» **TASK DESCRIPTION**
The answer must consist of the listing, reproduced exactly.

──────

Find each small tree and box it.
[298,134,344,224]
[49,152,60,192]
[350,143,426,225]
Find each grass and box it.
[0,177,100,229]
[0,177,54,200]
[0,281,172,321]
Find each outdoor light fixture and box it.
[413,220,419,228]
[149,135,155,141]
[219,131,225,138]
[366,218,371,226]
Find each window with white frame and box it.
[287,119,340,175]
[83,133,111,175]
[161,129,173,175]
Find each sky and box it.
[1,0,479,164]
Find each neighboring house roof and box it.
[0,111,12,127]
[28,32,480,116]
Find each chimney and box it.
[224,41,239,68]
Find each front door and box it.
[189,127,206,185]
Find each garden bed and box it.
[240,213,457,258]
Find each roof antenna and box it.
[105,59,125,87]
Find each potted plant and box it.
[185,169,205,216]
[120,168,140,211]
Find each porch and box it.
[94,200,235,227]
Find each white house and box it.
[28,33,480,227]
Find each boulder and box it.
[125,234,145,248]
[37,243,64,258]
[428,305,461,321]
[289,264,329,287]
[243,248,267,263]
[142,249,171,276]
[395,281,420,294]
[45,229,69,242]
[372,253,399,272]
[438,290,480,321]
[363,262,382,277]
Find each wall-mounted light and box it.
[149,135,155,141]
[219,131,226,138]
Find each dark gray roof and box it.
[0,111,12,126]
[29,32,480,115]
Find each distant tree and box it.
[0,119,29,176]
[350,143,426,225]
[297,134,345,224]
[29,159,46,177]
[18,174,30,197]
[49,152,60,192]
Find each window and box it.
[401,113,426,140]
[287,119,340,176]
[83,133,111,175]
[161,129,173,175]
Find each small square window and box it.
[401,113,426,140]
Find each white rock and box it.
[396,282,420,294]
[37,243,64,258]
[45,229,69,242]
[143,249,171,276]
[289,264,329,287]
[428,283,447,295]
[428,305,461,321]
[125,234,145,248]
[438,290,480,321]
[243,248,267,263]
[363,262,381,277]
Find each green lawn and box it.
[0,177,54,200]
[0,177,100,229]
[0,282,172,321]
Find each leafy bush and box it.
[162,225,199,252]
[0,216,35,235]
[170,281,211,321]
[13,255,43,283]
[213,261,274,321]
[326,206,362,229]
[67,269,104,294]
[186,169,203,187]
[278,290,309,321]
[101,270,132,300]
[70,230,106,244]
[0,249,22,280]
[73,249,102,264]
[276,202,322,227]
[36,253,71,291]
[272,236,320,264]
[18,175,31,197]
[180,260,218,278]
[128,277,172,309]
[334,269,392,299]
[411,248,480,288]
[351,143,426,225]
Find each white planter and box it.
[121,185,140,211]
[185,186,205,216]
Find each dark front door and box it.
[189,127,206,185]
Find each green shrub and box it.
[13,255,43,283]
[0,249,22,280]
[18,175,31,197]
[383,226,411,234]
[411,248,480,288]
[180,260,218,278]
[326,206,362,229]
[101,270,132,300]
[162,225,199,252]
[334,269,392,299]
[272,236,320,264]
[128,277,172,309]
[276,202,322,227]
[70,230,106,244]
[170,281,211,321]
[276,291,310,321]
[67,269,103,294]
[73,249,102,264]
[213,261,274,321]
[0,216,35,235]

──────

» **RESPONSE TO THIS EXERCISE**
Find each small tree and box it.
[298,134,344,224]
[49,152,60,192]
[350,143,426,225]
Find each grass and box it.
[0,177,100,229]
[0,177,54,200]
[0,281,172,321]
Find each outdoor light fixture and box it.
[413,220,419,228]
[149,135,155,141]
[219,131,225,138]
[366,218,371,226]
Find each window with white frame and box it.
[287,119,340,175]
[83,133,111,175]
[161,129,173,175]
Find each sky and box it.
[1,0,479,164]
Find each neighboring house roof and box it.
[0,111,12,127]
[28,32,480,116]
Find each chimney and box it.
[224,41,239,68]
Find each front door and box it.
[189,127,206,185]
Find each garden bed and box it.
[240,213,457,258]
Find each roof antenna and box it.
[105,59,125,87]
Find each potted plant and box it.
[185,169,205,216]
[120,168,140,211]
Find each porch and box it.
[94,200,235,227]
Find each white house and box it.
[28,33,480,227]
Find each boulder and box it.
[125,234,145,248]
[37,243,64,258]
[428,305,461,321]
[289,264,329,287]
[243,248,267,263]
[142,249,171,276]
[395,281,420,294]
[45,229,69,242]
[372,253,399,272]
[438,290,480,321]
[363,262,382,277]
Find each wall-mounted light and box it.
[149,135,155,141]
[219,131,226,138]
Find each dark gray roof and box it.
[0,111,12,126]
[29,32,480,115]
Find each distant tree and box it.
[0,119,29,176]
[350,143,426,225]
[297,134,345,224]
[29,159,46,177]
[18,174,30,197]
[49,152,60,192]
Find each window and box it.
[401,113,426,140]
[287,119,340,176]
[83,133,111,175]
[161,129,173,175]
Find each small square window and box it.
[401,113,426,140]
Find each white rock and box it.
[396,282,420,294]
[37,243,64,258]
[45,229,69,242]
[143,249,171,276]
[289,264,329,287]
[428,283,447,295]
[428,305,461,321]
[125,234,145,248]
[438,290,480,321]
[243,248,267,263]
[363,262,381,277]
Find each green lawn and box it.
[0,177,54,200]
[0,177,100,229]
[0,282,172,321]
Find each leafy bush and box it.
[162,225,199,252]
[0,216,35,235]
[170,281,211,321]
[13,255,43,283]
[213,261,274,321]
[326,206,362,229]
[67,269,104,294]
[186,169,203,187]
[278,290,309,321]
[101,270,132,300]
[70,230,106,244]
[0,249,22,280]
[73,249,102,264]
[276,202,322,227]
[36,253,71,291]
[272,236,320,264]
[18,175,31,197]
[180,260,218,278]
[128,277,172,309]
[334,269,392,299]
[411,248,480,288]
[351,143,426,225]
Find each white planter and box it.
[121,185,140,211]
[185,186,205,216]
Find each dark front door and box it.
[189,127,206,185]
Find each green shrub and box it.
[13,255,43,283]
[0,249,22,280]
[18,175,31,197]
[383,226,411,234]
[411,248,480,288]
[180,260,218,278]
[326,206,362,229]
[101,270,132,300]
[162,225,199,252]
[334,269,392,299]
[272,236,320,264]
[128,277,172,309]
[276,202,322,227]
[70,230,106,244]
[170,281,211,321]
[276,291,310,321]
[67,269,103,294]
[73,249,102,264]
[213,261,274,321]
[0,216,35,235]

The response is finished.